Source document:
------------------------------------------------------------
Anyone for Dennis?

With the election safely out of the way, we might have expected the heat to have gone out of the great blogosphere-versus-The Australian opinion poll wars. Turns out Dennis Shanahan has other ideas:

This week’s most eye-catching figures were Kevin Rudd’s 70per cent and Brendan Nelson’s 9per cent on the question of who would make the better prime minister, a Newspoll record high for a prime minister and a new low for an Opposition leader. After The Australian put the story, which I wrote, on the front page, it captured public attention and was reported, commented upon and retold in newspapers, radio, television and blogs. As Possum Comitatus said …: “While records are meant to be broken, this one was obviously meant to be smashed. Brendan Nelson has stormed into the worst preferred prime minister result in the history of Newspoll with an astonishing 9 per cent.” Peter Brent’s Mumble and William Bowe’s Poll Bludger, sites that panned the Newspoll reporting in the past, covered it without personal comment … Yet there was one key point missing from all the commentary that has previously cropped up in analysis of Newspolls: in Possum’s words, Nelson “stormed” to his rating by 2 percentage points. Rudd’s record on preferred PM was also reached by a rise of 2 percentage points. The margin of error for the Newspoll survey on a sample of 1140 is 3 percentage points. The leaders “stormed” to these records with movements of less than the margin of error. In the past, The Australian has been castigated for reporting movements of 2 per cent and placing stories on page one based on “record” lows … Statistical bloggers forever complain about reports of movements of less than 3 per cent and essentially want polls to be banished from newspapers and public debate except during an election. On this occasion, as on previous occasions, the simple news judgment was made in writing the story and placing the story, that a record, however it is attained, is newsworthy. The bloggers thought so, as they trawled the records to find Crean’s lowest reading in Newspoll and talked about the importance of the preferred prime minister figure for leaders. If Nelson’s preferred prime minister rating drops one point to a record low of 8 per cent, is that worthy of page one again? Or do we ignore that as being within the margin of error? Fat chance. Polls interest people, influence politicians and should be treated consistently.
------------------------------------------------------------
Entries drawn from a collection
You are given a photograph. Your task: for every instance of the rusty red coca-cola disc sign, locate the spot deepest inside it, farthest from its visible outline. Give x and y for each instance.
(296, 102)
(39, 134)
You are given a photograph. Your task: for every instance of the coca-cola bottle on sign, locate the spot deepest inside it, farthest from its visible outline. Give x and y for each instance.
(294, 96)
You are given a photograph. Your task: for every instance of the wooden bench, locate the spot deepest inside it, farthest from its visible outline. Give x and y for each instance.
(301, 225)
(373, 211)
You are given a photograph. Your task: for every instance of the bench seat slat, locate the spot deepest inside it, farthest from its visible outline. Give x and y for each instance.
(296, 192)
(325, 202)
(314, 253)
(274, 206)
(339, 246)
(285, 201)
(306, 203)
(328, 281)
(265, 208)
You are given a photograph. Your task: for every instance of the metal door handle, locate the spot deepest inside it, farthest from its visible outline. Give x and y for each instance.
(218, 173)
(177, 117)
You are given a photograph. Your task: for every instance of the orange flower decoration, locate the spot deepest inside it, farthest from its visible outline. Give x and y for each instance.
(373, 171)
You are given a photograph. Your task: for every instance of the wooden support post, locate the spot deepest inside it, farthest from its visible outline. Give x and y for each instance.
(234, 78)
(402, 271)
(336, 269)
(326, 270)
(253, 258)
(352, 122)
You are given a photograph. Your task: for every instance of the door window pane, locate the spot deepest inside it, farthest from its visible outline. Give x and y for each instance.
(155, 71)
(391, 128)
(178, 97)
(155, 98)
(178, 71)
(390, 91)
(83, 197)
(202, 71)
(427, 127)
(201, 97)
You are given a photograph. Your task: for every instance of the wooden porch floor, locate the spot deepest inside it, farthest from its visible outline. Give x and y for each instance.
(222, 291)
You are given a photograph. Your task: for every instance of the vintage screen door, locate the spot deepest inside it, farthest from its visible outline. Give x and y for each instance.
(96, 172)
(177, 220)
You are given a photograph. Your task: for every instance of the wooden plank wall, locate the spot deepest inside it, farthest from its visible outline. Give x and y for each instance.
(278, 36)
------------------------------------------------------------
Required task: Carry on the blog post about newspaper coverage of Newspoll records from the point where it ends.

Result of the exercise:
For the record, I personally had very little to say last year about Shanahan’s Newspoll reporting. This was partly because the subject was being done to death elsewhere (not least in my own comments threads), but also because I had more sympathy than some for the idea that Labor’s bloated lead would indeed feel the effects of gravity before polling day. My post on Tuesday’s Newspoll even managed a sarcastic dig at those who paint him as a Coalition stooge.

In other news, the AEC has commenced a redistribution for Tasmania, it having gone the maximum seven years without one. The AEC’s figures respectively put enrolment in Bass, Denison and Lyons at 1.2 per cent, 1.6 per cent and 2.3 per cent below average, with Braddon and Franklin 1.5 per cent and 3.7 per cent above. So the redistribution will presumably involve a transfer of territory from Franklin to Lyons, which is unlikely to make much difference to anyone’s electoral prospects. Changes to the more sensitive Bass and Braddon are likely to be negligible. Uniquely, Tasmanian boundary changes have effect at both federal and state level.

UPDATE: Shanahan’s central contention, that Nelson’s drop from 11 per cent to 9 per cent was within the margin of error, is questioned by David Walsh and Unicorn in comments. The latter tells us that the sampling error depends on the uniformity of the population, so the 3 per cent figure assumes a 50-50 response like you roughly get from a two-party split. Whereas the question of Nelson’s approval or non-approval in fact splits about 10-90, producing a margin of 1.7 per cent.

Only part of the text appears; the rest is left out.